### Task material
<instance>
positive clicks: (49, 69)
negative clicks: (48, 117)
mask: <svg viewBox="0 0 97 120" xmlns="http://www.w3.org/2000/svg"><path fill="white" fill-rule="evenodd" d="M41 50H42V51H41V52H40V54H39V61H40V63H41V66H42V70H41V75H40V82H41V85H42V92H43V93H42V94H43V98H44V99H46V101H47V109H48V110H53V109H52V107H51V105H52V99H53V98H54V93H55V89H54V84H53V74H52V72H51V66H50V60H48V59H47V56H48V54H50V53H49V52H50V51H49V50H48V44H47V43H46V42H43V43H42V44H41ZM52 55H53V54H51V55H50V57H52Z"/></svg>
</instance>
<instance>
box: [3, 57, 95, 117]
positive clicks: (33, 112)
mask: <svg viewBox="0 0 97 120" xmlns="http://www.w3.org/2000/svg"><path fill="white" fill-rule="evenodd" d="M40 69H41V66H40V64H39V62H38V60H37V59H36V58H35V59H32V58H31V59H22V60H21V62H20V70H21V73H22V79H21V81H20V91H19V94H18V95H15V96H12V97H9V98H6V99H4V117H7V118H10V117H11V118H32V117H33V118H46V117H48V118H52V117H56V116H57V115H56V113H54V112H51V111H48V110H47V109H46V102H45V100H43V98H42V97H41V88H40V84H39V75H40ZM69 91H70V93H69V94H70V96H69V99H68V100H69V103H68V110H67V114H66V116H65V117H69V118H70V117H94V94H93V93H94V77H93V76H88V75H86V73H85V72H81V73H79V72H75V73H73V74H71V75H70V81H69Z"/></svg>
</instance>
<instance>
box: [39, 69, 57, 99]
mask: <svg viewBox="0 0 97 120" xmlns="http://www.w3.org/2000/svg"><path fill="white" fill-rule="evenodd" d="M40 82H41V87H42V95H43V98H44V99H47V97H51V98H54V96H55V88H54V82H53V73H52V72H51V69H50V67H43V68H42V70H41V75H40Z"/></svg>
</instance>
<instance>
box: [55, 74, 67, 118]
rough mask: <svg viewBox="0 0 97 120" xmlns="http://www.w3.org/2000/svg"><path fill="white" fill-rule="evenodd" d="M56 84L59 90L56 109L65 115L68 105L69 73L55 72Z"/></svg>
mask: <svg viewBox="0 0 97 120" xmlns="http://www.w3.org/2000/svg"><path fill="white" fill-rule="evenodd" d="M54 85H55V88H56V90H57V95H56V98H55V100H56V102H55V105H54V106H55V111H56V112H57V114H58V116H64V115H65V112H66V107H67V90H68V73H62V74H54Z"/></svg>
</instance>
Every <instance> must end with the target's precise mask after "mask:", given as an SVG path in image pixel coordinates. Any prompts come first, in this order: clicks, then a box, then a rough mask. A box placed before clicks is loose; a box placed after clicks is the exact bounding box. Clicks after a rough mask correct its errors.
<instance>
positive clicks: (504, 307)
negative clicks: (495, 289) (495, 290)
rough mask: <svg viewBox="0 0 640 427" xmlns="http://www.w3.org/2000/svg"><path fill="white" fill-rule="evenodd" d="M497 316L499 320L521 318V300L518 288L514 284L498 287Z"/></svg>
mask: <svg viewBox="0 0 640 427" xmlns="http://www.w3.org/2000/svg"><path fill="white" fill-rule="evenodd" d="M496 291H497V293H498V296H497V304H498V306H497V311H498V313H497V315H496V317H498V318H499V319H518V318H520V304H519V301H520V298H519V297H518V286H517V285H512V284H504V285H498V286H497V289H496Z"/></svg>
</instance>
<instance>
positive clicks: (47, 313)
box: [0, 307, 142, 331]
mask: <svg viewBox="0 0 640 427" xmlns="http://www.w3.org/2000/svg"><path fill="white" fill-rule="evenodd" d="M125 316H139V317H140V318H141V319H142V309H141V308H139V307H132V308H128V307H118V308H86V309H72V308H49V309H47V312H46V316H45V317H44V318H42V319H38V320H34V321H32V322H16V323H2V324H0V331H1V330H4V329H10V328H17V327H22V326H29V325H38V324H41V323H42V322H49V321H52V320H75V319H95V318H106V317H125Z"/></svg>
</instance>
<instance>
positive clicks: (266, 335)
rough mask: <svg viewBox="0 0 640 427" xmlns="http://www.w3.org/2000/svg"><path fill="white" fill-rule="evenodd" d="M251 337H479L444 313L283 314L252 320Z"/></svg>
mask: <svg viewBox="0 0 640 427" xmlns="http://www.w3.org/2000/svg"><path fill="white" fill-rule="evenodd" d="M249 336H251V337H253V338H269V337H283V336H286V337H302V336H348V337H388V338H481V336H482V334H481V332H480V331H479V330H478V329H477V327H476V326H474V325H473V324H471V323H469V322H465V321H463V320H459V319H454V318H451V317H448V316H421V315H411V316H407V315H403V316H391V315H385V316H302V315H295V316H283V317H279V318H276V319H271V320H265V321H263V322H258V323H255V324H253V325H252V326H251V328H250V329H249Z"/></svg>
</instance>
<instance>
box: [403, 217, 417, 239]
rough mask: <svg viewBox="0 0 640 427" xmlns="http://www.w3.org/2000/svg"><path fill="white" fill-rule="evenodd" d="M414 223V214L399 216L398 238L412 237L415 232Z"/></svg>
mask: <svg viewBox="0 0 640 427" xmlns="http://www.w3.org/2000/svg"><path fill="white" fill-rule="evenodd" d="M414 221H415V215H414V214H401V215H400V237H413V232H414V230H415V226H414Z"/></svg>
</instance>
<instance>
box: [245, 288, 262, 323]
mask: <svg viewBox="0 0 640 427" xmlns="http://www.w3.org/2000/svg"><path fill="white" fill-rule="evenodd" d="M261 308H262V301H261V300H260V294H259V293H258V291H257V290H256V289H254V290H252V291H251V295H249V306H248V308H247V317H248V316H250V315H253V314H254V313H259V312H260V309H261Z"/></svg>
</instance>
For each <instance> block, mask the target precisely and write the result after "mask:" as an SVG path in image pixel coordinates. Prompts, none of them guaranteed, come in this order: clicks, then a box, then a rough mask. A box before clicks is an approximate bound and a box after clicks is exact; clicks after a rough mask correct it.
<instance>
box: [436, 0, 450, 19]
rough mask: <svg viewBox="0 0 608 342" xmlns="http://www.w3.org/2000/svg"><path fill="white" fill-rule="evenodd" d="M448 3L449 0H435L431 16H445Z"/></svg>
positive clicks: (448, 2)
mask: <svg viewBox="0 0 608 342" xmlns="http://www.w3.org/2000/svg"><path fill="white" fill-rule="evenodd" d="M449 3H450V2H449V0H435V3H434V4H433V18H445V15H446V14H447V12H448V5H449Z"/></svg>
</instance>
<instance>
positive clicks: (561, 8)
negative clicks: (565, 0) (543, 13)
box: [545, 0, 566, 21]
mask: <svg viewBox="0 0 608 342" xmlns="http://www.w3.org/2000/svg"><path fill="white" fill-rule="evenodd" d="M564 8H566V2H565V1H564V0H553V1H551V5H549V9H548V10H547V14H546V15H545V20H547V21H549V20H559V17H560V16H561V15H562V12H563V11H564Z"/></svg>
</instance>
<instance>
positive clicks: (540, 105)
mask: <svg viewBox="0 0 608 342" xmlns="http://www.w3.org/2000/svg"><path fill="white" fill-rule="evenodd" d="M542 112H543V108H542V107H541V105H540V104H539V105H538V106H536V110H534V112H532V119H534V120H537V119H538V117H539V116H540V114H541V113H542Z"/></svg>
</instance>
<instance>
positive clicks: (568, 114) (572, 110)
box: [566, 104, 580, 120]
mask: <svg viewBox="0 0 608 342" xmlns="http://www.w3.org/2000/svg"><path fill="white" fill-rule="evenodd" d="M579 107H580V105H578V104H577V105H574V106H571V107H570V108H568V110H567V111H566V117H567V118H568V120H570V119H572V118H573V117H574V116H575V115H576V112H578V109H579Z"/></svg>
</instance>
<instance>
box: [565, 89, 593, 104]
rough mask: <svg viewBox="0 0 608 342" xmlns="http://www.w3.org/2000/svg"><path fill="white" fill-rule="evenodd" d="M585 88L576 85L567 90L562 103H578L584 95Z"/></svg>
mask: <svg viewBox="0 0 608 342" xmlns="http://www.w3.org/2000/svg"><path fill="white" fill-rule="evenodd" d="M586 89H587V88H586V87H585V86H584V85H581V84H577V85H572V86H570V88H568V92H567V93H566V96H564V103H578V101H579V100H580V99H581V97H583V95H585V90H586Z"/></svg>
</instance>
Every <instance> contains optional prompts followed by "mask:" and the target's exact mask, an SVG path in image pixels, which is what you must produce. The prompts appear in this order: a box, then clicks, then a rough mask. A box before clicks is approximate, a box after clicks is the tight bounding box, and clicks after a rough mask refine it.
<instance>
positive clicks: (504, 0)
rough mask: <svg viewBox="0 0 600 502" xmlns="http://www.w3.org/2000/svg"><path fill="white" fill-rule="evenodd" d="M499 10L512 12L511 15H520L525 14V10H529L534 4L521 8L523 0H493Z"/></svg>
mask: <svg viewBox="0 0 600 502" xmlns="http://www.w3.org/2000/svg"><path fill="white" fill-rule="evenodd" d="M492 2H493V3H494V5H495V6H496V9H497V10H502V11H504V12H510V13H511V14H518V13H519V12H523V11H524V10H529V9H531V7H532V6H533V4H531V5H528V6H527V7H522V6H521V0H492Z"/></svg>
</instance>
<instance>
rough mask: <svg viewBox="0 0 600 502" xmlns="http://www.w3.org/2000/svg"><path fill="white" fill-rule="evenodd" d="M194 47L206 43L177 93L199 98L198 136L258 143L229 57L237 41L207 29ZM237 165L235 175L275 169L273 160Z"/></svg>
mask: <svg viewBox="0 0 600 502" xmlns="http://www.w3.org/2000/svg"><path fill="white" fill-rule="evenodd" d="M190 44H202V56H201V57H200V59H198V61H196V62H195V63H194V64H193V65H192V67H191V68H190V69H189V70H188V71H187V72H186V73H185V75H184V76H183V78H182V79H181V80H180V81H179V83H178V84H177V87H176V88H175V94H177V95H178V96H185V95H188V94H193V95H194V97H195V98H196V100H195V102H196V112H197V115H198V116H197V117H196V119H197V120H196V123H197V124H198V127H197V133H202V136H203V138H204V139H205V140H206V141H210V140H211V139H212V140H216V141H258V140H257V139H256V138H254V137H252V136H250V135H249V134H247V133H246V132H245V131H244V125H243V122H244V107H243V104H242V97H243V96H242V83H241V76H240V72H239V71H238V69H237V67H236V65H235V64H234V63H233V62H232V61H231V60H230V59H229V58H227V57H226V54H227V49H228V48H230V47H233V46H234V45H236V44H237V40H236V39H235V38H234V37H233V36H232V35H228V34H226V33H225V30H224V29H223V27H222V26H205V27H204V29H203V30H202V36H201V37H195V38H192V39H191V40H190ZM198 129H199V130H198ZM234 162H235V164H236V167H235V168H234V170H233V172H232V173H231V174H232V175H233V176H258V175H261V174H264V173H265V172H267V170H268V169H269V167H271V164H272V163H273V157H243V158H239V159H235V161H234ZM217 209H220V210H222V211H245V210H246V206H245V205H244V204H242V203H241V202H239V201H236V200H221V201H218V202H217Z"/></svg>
######
> **What you will do**
Lines in the records that hold the word "coordinates" are to be counted; give only the total.

> **Response to the task**
2